▶ **Tasks**:
1 > Decide whether each statement below agrees with the passage on Pinterest's database ingestion framework. Answer yes or no for each, and quote the words from the passage that settle it.
(a) Pinterest chose Copy on Write as its standard update strategy.
(b) Base tables are refreshed every 15 minutes to an hour.
(c) The framework processes only the records that change each day.
2 > Extend the passage on Pinterest's database ingestion framework, starting after its final sentence.

▶ **Passage to read**:
-------
The framework is generic, supporting MySQL, TiDB, and KVStore, is configuration-driven for easy onboarding, and integrates monitoring with at-least-once delivery guarantees. The architecture separates CDC tables from base tables. CDC tables act as append-only ledgers, recording each change event with typical latency under five minutes. Base tables maintain a full historical snapshot, updated via Spark Merge Into operations every 15 minutes to an hour.

Iceberg's Merge Into operation provides two update strategies: Copy on Write (COW) and Merge on Read (MOR). Copy on Write rewrites entire data files during updates, increasing storage and compute overhead. Merge on Read writes changes to separate files and applies them at read time, reducing write amplification. After evaluating both strategies, Pinterest standardized on Merge on Read because Copy on Write introduced significantly higher storage costs that outweighed its benefits for most workloads.

The selected approach enables incremental updates while keeping infrastructure costs manageable at the petabyte scale. Spark jobs first deduplicate the latest changes from CDC tables and then apply updates or deletions to base tables. Historical data is loaded initially through a bootstrap pipeline, and ongoing maintenance jobs handle compaction and snapshot expiration.

Optimizations and Performance Gains

Optimizations include partitioning base tables by a hash of the primary key using Iceberg bucketing, allowing Spark to parallelize upserts and reduce data scanned per operation. The framework also addresses the small files problem by instructing Spark to distribute writes by partition, reducing overhead caused by multiple small files per task.

Measured outcomes include reducing data availability latency from more than 24 hours to as low as 15 minutes, processing only the 5% of records that change daily, and lowering infrastructure costs by avoiding unnecessary full-table operations. The system handles petabyte-scale data across thousands of pipelines while supporting incremental updates and deletions.

Pinterest's CDC-based ingestion framework delivers real-time access to database changes, with Iceberg tables on AWS S3 and Flink-Spark handling streaming and batch workloads. Future improvements will focus on automated schema evolution, safely propagating upstream changes downstream to enhance the reliability and maintainability of large-scale pipelines.
-------
▶ **Data lines**:
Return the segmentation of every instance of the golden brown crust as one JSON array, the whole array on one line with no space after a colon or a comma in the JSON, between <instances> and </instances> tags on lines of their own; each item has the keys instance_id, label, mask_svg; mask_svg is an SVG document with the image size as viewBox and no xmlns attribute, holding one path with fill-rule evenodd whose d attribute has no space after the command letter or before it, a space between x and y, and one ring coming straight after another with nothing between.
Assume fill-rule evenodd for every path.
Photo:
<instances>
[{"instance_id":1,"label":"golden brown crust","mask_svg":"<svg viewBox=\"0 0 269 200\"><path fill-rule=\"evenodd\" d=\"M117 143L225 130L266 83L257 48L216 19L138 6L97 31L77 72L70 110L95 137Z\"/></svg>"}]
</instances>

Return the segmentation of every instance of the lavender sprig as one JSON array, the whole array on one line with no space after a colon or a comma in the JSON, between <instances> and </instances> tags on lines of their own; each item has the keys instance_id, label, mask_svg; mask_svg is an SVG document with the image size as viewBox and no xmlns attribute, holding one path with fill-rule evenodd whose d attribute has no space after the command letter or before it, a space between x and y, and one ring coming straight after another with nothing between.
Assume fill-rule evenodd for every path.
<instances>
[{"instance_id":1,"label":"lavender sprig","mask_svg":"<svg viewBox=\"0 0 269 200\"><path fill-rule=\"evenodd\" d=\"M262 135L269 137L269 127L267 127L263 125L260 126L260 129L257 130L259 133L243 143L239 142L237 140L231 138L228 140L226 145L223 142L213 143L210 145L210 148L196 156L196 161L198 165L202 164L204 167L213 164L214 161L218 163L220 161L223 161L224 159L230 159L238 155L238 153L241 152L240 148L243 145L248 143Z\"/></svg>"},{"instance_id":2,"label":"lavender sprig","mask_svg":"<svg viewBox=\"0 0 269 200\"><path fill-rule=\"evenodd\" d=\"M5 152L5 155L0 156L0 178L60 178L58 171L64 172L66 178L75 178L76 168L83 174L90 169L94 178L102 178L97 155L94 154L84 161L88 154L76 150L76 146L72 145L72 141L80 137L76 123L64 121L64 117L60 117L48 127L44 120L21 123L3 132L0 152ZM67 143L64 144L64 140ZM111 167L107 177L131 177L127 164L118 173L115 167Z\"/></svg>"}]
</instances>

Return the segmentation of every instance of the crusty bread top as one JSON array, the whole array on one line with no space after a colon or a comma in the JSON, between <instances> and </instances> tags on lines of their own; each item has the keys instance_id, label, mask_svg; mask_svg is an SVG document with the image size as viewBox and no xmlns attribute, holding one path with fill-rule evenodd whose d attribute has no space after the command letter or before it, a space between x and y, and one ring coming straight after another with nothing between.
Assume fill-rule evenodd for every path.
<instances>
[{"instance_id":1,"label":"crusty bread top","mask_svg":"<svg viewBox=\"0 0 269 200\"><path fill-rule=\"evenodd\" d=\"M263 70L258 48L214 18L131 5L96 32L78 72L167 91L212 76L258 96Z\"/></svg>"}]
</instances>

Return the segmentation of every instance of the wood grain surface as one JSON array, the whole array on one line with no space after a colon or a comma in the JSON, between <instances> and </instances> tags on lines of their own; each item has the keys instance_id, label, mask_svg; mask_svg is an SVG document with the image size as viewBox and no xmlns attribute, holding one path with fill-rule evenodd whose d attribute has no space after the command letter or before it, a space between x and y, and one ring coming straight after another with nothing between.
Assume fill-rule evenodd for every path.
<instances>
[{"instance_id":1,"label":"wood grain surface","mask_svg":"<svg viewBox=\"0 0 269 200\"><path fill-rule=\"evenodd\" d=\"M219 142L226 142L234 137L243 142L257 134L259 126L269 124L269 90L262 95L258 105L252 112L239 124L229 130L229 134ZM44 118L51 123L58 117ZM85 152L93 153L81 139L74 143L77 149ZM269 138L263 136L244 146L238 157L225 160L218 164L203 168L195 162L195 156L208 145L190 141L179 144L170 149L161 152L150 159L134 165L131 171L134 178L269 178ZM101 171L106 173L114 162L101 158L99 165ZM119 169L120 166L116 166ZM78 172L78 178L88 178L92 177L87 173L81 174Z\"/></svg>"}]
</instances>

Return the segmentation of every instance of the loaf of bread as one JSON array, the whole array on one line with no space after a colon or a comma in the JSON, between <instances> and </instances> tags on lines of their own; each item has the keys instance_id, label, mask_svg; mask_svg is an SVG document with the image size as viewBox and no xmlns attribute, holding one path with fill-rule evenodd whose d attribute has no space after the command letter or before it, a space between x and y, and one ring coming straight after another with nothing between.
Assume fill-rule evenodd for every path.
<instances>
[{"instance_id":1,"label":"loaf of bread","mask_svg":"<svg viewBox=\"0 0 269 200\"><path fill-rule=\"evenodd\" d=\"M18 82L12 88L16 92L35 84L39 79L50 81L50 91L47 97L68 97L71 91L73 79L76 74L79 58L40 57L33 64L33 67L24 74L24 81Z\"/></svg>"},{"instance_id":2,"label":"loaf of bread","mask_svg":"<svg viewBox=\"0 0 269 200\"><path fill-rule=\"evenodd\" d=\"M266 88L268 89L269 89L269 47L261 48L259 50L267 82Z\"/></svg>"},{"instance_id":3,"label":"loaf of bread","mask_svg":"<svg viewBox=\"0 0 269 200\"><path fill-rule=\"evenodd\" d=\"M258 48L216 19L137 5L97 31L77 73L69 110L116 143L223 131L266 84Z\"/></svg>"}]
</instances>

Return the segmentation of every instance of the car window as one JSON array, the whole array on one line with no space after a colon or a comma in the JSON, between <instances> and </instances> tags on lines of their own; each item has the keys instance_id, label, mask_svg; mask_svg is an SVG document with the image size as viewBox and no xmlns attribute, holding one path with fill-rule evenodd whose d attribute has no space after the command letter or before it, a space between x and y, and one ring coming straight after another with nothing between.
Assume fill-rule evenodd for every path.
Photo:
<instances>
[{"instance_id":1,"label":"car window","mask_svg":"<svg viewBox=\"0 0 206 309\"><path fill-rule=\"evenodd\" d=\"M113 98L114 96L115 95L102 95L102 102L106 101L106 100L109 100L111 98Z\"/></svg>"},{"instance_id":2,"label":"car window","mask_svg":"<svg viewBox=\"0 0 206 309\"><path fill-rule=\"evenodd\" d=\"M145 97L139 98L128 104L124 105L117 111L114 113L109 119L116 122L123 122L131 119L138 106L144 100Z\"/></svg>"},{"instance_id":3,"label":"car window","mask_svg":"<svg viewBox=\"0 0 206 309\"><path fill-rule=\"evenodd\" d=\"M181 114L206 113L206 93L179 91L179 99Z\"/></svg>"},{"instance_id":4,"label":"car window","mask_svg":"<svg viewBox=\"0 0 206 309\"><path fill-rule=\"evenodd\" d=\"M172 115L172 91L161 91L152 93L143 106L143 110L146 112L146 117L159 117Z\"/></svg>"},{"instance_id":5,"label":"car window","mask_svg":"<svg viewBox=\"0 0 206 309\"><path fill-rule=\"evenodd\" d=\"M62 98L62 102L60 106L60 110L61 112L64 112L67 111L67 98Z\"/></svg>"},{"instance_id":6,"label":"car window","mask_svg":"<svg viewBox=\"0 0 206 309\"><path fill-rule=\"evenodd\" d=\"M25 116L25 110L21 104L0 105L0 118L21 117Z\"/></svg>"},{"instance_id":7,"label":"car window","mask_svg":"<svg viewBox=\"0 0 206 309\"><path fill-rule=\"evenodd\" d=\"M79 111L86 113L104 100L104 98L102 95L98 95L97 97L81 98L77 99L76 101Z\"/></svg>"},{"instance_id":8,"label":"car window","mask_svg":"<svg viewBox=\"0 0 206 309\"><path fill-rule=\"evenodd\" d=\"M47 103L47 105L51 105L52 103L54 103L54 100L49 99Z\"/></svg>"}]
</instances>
-------
▶ **Written responses**:
1 >
(a) No: "Pinterest standardized on Merge on Read because Copy on Write introduced significantly higher storage costs that outweighed its benefits for most workloads."
(b) Yes: "updated via Spark Merge Into operations every 15 minutes to an hour"
(c) Yes: "processing only the 5% of records that change daily"

2 >
Technical Implementation Details

The CDC layer captures changes using Debezium for MySQL and TiCDC for TiDB, streaming events through Kafka topics. Flink processes these streams in real-time, applying transformations and deduplication before writing to staging tables. Spark then performs the Merge Into operations on Iceberg tables, leveraging the Merge on Read strategy for efficient updates.

For deletion support, the framework implements a tombstone mechanism where delete operations are recorded in CDC tables and propagated through the pipeline. This allows the system to maintain accurate historical snapshots while supporting point-in-time queries.

The configuration-driven approach uses YAML-based definitions that specify source tables, transformation rules, and target schemas. This enables rapid onboarding of new data sources without code changes, reducing the operational burden on engineering teams.

Business Impact and Use Cases

The reduced latency has enabled new real-time analytics capabilities, allowing product teams to make data-driven decisions based on current user behavior rather than stale information. Machine learning models can now be retrained more frequently with fresher data, improving prediction accuracy for recommendations and content personalization.

Operational efficiency has improved significantly, with data engineers spending less time maintaining pipelines and more time on value-added activities. The cost savings from processing only changed records rather than full table scans have been substantial, particularly for large tables with low change rates.

The framework has become a foundational component of Pinterest's data infrastructure, supporting thousands of pipelines across the organization and enabling new products and features that require real-time data access.